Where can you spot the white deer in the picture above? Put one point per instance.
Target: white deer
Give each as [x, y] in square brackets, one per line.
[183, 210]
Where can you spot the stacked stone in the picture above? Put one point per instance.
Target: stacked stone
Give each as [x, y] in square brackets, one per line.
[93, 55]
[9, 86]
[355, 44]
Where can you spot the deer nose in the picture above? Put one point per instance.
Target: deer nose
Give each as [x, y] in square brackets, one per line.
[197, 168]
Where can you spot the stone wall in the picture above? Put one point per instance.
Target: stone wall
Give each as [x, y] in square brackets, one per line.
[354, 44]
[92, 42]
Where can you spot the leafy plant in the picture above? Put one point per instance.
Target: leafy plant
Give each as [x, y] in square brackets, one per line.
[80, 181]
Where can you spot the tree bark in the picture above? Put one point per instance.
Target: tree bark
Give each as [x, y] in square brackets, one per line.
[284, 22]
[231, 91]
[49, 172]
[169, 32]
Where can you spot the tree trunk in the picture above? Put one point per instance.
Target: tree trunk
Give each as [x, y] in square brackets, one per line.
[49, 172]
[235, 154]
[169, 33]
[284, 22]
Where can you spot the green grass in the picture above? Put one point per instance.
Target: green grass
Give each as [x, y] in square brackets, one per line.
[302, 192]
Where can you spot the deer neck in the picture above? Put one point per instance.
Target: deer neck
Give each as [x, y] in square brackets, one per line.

AIM OF THE TASK >> Rewrite the lines from the one containing "Where can you spot the green" through the last line above, both included. Leave the requests unchanged, and multiply every coordinate in the answers by 1.7, rounding to whole numbers with halves going up.

IN RESPONSE >>
Where can you spot the green grass in the picture above? Put one point per instance.
Target: green grass
Give each as [x, y] in square brackets, one per line.
[513, 326]
Where can you spot the deer neck in the picture above? Put one point per instance.
Target: deer neck
Give each as [x, y] in square brackets, one per line.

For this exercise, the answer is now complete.